> **Stored records**:
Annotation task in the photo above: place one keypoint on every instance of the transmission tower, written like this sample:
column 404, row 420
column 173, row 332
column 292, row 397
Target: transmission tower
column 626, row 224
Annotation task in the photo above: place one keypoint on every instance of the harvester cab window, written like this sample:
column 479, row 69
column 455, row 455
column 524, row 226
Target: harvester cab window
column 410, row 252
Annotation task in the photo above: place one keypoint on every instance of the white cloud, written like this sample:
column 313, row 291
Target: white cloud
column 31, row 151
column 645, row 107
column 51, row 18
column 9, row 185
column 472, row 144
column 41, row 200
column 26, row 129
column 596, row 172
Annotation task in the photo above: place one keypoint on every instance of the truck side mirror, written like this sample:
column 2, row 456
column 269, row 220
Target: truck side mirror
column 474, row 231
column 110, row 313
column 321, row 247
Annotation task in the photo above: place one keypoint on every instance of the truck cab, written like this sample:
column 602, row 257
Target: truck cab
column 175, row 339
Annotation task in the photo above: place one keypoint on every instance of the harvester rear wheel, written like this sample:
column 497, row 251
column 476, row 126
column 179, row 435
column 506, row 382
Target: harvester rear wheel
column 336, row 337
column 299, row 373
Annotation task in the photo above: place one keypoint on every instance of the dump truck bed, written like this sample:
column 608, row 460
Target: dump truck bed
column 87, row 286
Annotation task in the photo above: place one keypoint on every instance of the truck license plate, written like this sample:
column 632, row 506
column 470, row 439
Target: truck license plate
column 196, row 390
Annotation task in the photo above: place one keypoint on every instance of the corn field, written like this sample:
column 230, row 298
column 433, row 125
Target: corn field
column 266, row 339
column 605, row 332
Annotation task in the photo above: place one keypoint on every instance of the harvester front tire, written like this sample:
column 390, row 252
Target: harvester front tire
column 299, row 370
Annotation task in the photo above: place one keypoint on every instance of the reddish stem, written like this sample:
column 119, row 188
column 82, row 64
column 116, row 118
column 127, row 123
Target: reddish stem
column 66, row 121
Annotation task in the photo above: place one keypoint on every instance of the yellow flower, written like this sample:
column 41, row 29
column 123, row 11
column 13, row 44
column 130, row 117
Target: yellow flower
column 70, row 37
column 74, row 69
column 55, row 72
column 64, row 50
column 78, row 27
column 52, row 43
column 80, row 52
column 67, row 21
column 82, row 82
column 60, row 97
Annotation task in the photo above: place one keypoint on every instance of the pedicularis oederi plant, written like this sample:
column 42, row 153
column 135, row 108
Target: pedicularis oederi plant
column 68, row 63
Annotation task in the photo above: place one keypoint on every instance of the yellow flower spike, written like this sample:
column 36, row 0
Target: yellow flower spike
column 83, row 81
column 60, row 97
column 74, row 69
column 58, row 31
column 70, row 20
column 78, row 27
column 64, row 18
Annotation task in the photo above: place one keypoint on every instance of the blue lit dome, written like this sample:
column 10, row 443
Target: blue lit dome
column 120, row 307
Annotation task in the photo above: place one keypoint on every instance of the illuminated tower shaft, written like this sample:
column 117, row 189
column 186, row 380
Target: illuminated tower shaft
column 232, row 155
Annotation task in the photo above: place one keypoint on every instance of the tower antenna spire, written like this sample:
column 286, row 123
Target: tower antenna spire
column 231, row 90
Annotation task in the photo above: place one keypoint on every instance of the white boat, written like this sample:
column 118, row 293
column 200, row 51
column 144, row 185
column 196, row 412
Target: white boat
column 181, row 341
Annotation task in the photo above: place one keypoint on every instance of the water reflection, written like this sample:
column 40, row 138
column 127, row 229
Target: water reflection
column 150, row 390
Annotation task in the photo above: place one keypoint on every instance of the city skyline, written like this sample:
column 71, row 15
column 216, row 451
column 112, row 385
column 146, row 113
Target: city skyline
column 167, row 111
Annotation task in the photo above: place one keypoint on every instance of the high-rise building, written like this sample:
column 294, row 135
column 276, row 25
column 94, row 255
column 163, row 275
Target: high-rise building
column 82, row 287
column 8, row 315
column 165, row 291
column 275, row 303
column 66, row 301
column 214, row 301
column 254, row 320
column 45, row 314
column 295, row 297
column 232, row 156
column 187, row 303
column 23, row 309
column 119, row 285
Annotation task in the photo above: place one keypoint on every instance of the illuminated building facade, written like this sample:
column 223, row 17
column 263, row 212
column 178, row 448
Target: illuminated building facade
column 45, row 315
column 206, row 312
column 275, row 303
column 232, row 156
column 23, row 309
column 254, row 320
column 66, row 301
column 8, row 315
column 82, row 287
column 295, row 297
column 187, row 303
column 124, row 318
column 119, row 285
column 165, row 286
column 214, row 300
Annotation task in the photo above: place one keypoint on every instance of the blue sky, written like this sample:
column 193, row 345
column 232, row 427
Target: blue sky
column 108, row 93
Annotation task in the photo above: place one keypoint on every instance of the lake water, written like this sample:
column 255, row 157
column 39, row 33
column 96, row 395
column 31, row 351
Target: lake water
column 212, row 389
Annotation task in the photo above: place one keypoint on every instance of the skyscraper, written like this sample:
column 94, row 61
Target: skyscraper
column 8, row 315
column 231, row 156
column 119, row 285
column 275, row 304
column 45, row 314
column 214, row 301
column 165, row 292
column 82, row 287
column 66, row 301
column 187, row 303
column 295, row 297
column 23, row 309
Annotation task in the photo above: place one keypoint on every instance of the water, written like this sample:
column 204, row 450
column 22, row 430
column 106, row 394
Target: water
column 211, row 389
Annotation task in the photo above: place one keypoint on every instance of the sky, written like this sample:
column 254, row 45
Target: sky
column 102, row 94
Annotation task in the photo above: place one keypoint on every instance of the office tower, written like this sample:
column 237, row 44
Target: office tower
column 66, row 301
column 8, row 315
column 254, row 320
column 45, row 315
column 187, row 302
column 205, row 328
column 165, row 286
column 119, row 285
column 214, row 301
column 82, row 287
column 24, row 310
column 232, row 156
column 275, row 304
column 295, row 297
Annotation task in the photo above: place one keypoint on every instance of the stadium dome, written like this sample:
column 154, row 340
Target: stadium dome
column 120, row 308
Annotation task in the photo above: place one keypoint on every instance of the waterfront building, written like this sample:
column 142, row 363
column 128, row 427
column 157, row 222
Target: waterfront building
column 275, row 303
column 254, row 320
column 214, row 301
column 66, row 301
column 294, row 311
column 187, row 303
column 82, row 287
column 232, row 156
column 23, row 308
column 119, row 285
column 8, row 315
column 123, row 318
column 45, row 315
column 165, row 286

> **Task description**:
Could you format the entries, starting at the line that contains "of the waterfront" and continuing through the last line of the entries, as a Markdown table with a "Row" column numbering each line and a "Line" column holding its text, leaving out any blank lines?

> **Answer to the exercise**:
| Row | Line |
|---|---|
| 1 | Annotation task in the photo above: place one keypoint on every instance of the waterfront building, written like this sample: |
| 2 | column 142, row 363 |
| 3 | column 128, row 427 |
| 4 | column 157, row 222 |
| 5 | Target: waterfront building |
| 6 | column 275, row 303 |
| 7 | column 254, row 320 |
| 8 | column 214, row 301 |
| 9 | column 66, row 301 |
| 10 | column 294, row 311 |
| 11 | column 187, row 303 |
| 12 | column 82, row 287 |
| 13 | column 232, row 156 |
| 14 | column 23, row 308 |
| 15 | column 119, row 285 |
| 16 | column 8, row 315 |
| 17 | column 123, row 318 |
| 18 | column 45, row 315 |
| 19 | column 165, row 286 |